— Exercise goal —
Collect every line in the data records below that contains the string "pant", and copy each one.

— Data records —

=======

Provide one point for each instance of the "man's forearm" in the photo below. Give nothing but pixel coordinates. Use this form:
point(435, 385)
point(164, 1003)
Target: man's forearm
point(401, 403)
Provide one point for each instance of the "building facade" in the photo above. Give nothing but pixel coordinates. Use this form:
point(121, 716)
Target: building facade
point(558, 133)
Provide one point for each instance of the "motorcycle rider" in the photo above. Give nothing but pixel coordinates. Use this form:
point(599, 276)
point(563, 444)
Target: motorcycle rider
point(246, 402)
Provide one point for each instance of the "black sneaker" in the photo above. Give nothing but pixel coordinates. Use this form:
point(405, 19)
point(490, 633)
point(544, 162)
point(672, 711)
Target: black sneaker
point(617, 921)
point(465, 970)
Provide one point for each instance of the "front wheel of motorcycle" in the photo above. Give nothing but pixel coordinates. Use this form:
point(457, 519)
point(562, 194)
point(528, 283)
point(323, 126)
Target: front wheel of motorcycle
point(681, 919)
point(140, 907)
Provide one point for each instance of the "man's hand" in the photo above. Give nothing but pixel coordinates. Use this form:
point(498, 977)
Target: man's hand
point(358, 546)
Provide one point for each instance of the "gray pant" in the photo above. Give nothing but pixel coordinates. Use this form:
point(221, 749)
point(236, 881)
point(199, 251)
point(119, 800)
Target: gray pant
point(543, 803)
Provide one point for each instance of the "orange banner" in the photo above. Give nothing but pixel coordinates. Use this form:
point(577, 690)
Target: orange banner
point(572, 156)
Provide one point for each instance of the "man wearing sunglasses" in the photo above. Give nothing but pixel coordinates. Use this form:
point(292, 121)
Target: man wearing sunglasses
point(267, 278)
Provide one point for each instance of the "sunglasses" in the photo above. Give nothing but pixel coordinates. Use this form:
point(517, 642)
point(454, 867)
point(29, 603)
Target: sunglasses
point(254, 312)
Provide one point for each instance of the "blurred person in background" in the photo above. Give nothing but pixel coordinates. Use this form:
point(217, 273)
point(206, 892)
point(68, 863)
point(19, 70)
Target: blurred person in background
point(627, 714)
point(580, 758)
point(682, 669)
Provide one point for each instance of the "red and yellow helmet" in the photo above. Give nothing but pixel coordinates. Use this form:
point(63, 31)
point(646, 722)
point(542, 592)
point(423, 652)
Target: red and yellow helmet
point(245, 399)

=======

— Written reply —
Provide one point for each instance of the "gray pant" in the photo above. Give nothing but pixel coordinates. Use this form:
Target: gray pant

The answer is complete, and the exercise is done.